● **Problem statement**
The answer must consist of every record, printed exactly as it stands.

Referring expression pointing data
==========
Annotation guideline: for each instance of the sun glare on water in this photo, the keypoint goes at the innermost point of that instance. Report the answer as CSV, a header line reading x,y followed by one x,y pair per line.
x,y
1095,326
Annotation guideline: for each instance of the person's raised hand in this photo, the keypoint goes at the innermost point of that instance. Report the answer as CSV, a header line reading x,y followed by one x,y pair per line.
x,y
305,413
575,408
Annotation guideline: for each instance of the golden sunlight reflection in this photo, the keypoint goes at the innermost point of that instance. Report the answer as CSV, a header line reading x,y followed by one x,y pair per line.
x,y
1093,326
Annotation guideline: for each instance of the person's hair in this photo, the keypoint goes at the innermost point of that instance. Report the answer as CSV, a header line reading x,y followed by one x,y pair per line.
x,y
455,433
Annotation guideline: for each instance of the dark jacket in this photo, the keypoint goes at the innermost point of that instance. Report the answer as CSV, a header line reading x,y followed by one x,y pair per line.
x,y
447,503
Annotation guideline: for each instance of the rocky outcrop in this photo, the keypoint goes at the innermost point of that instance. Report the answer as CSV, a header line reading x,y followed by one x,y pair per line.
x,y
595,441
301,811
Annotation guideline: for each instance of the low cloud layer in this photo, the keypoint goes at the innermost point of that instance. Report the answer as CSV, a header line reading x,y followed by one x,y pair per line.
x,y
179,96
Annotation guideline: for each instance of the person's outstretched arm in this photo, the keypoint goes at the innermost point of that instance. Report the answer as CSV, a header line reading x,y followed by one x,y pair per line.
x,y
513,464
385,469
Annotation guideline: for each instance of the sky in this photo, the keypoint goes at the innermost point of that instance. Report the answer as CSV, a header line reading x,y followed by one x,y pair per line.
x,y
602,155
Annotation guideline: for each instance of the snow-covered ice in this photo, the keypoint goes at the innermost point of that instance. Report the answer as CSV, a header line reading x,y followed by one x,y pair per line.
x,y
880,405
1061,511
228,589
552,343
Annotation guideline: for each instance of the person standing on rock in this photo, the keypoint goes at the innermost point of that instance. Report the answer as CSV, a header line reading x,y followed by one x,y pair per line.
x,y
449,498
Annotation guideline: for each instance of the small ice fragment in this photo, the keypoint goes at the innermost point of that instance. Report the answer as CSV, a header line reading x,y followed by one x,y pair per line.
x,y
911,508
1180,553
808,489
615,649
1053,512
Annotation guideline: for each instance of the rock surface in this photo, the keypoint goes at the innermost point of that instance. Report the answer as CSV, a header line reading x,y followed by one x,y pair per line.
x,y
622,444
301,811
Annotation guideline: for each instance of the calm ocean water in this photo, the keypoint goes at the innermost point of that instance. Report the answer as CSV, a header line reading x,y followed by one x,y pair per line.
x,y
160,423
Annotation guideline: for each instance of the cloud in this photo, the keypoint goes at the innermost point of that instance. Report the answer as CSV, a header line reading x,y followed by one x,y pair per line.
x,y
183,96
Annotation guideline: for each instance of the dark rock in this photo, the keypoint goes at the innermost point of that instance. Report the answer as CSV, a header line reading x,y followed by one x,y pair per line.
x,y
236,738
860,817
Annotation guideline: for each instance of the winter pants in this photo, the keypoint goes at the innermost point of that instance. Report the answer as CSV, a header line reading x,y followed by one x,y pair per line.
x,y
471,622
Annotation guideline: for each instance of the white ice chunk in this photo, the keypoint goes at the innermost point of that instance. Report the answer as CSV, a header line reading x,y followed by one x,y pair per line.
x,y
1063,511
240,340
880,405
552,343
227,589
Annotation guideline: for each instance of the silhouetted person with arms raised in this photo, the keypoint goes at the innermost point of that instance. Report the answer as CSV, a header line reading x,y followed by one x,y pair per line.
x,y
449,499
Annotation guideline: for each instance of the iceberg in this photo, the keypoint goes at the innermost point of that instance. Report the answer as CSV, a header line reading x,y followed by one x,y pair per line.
==========
● **Reply to the task**
Annotation guideline: for each instance of the sun glare on water in this photo, the keypoint goes at the innermost point of that instance. Report the answer as CSV, a header line reading x,y followed by one x,y pair per line.
x,y
1095,326
Annotation guideline: for each instance of the person's raised hand in this photo, the keypoint goes at the innermost point of that instance. Report the answer as CSV, a header line reading x,y followed by one x,y pair per line.
x,y
305,413
575,408
Annotation guideline: for each instance of the golden sunlight reflection in this photo, the keypoint goes at the innermost point of that instance. Report the answer as CSV, a header line reading x,y followed by one x,y pair per line.
x,y
1093,326
Annotation guideline: for each instance of the person's hair in this photo, the keypoint goes at the innermost point of that instance. Report the answer as CSV, a header line reading x,y followed by one x,y pair per line.
x,y
455,433
Annotation guideline: for each instance of the dark jacket in this photo, the keypoint goes at the innermost point of that instance. Report the answer as CSV, a header line reading x,y followed by one x,y pair per line.
x,y
447,503
Annotation guideline: for each instance of the rocky outcrop in this photo, the keypoint goes at the innermost point of that instance. Report the answer as CSV, a header line reading x,y followed by one x,y pair per line.
x,y
595,441
301,811
Annotation guideline: for each instance of the low cloud layer in this photo, the keypoint goes at the innermost point of that instance. Report the answer as CSV, a header line reading x,y followed by one x,y pair per line.
x,y
179,96
Annotation guideline: for each instance of the person's outstretched arm in this photo, the keypoint goes at the innermost point of that instance. Report the answer as CSV, a header line reading x,y followed by one x,y pair per line.
x,y
513,464
385,469
Annotation guideline: for each instance of the sky in this photo, the keypoint goes at the innermost point of that instance. Report the answer as CSV, a header line reading x,y followed by one x,y pair per line.
x,y
602,155
Annotation guideline: for each instance of the snow-covered ice in this photo, the keypoint goes at the innermost point of that instance. Report the answer as CSV, a header line reading x,y followed by one x,y pair per line.
x,y
880,405
1061,511
228,589
552,343
Annotation guideline: for each instance of the person standing on rock in this photo, the keypoint goes at the innermost point of that instance. Report the answer as CSV, a header line reading x,y followed by one x,y pair per line.
x,y
449,498
Annotation guideline: for each instance of the small ice fragment in this photo, the keypoint goes at the innermost point of that instance. Report the answer as CSV, a header line reading x,y followed by one x,y pair per line.
x,y
911,508
1180,553
808,489
615,649
1053,512
Annotation guideline: for each instance of the rock surface in this photo, the keypoint goes at the innermost point of that instance. Report the answer as CSV, a header line reading x,y followed by one x,y pair per line.
x,y
622,444
301,811
Annotation guideline: for each instance of the calm ocean water in this photo, the keypoint goes at the innermost point of that instance. Report the answer as CSV, a header line reading x,y followed by one x,y pair per line.
x,y
160,423
Annotation guideline: for each instance of the cloud in this photo, the keypoint goes at the innermost point of that instance. Report the answer as CSV, a header line reading x,y followed by one x,y pair per line.
x,y
183,96
Annotation guideline: for each instance of the dark rock in this photo, the keypoint goes at the innermost point of that instance. Report the answer as CSV, a header line reading x,y followed by one x,y pair per line.
x,y
236,738
860,817
Annotation guideline: for each instance of the winter pants in this photo, the keypoint goes at the innermost point of that instance. Report the answer as CSV, a header line reading x,y followed by one x,y pair per line.
x,y
471,622
Annotation guideline: for each instance of the white ice chunk in this photo, the keypoint goes at the innermost point of that instance. Report the answer as CSV, a header line reading x,y followed by one x,y pair per line.
x,y
1063,511
240,340
880,405
552,343
227,589
Annotation guideline: for each instance of the silhouetted person with arms raised in this photo, the keypoint goes at the innermost point of that instance. Report the answer as CSV, a header line reading x,y followed by one x,y pair per line.
x,y
449,499
Annotation guideline: for each instance of the iceberg in this photo, the keypoint goes at the innermost point of that instance. Report the answer as CSV, a header line reading x,y followed by one x,y pair per line.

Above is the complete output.